> **Exercise instructions**:
Reproduce the data exactly. Omit no record.

(Records from a dataset)
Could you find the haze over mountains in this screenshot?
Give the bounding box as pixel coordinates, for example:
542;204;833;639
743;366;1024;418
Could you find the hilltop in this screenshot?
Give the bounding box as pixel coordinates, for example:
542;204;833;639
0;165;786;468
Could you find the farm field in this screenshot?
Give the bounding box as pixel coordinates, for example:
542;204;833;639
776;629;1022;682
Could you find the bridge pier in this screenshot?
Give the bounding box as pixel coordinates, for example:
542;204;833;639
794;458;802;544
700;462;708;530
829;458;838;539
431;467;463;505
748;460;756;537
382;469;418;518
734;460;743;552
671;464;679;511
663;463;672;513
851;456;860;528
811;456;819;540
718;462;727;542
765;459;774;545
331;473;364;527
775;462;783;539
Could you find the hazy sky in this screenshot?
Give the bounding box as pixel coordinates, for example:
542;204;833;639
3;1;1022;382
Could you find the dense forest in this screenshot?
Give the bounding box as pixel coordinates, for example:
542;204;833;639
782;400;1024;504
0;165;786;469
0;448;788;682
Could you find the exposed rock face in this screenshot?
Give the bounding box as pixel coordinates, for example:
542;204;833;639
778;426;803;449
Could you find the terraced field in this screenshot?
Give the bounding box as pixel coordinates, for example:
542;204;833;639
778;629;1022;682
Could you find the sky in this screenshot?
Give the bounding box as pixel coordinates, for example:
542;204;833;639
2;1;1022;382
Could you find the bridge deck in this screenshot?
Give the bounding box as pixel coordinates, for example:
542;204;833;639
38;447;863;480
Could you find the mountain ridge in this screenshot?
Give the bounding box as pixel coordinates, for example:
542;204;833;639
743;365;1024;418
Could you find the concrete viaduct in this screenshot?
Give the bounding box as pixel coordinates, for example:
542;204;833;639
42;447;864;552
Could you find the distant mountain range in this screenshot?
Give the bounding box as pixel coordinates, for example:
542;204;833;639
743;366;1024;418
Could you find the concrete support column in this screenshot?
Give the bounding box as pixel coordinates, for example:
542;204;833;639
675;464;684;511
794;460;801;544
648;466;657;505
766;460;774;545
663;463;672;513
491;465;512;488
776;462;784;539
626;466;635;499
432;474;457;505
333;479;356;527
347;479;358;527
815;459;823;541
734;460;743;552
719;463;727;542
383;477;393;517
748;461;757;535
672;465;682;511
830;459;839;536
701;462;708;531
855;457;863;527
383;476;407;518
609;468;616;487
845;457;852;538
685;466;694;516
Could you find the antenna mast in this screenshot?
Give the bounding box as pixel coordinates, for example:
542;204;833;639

> **Solution to this task**:
Could you find the haze over mountains in this screenshot?
Give the bounding box as pixel coordinates, for example:
542;204;833;639
743;366;1024;418
Could you find the hilltop in this screenshot?
Give the bounding box as pixel coordinates, for example:
542;204;833;639
0;165;786;468
Could you find the farm field in this screenshot?
Give the bounding box as pixel coordinates, for example:
542;204;833;639
776;629;1022;682
Could you find the bridge pier in this screenshot?
Give the bounding box as pixel coordinates, for example:
542;204;833;639
794;458;802;544
700;462;708;530
829;458;838;539
431;467;463;505
748;460;756;537
382;469;418;518
734;460;743;552
671;464;679;511
663;463;672;513
851;456;860;528
811;456;819;540
718;462;727;542
765;459;774;545
331;473;364;527
775;462;783;539
Could you find the hazy sky in this screenshot?
Give the bounding box as pixel coordinates, for example:
542;204;833;639
3;1;1022;382
Could you find the dense forest in this screenshot?
Give the bounding box as pixel coordinates, for example:
542;204;833;639
782;400;1024;504
0;165;786;469
0;448;788;682
Could you find the exposed rock face in this screenshot?
Give the bounding box as pixel coordinates, for example:
542;204;833;639
778;426;803;449
Could you find the terraced field in this screenshot?
Give the bounding box as pixel coordinates, for example:
542;204;833;639
778;629;1022;682
Could you find the sky in this screenshot?
Give the bounding box as pixel coordinates, for example:
542;204;833;639
2;1;1022;382
Could you find the bridge deck in this screenshot?
Give the bounding box as pixel coordinates, for example:
542;204;833;639
38;447;863;480
Could you find the mountain ridge in this screenshot?
Give the bounding box as pixel coordinates, for example:
542;204;833;639
743;365;1024;418
Could you find the concrete viaduct in this screenshot?
Give the bounding box as pixel coordinates, for example:
542;204;833;639
42;447;864;552
Could you find the distant mountain range in this screenshot?
Give the bounding box as pixel coordinates, for example:
542;204;833;639
743;366;1024;418
Could you find the concrete support column in this screenshot?
Give the bounding box as pixel coordinates, for example:
542;204;833;639
675;464;684;511
794;460;801;544
648;466;657;505
766;460;774;545
663;463;672;513
491;465;512;488
776;462;784;539
626;466;635;499
432;474;457;505
333;479;356;527
347;479;358;527
815;459;823;541
734;460;743;552
719;463;727;542
383;477;393;517
748;461;757;535
672;465;682;511
830;459;839;536
701;462;708;531
855;457;863;527
383;476;407;518
609;468;616;487
845;457;852;538
685;466;694;516
Could you find the antenna mast in this screenshot?
Give the bounding box as pixel coordinates, for example:
542;204;833;639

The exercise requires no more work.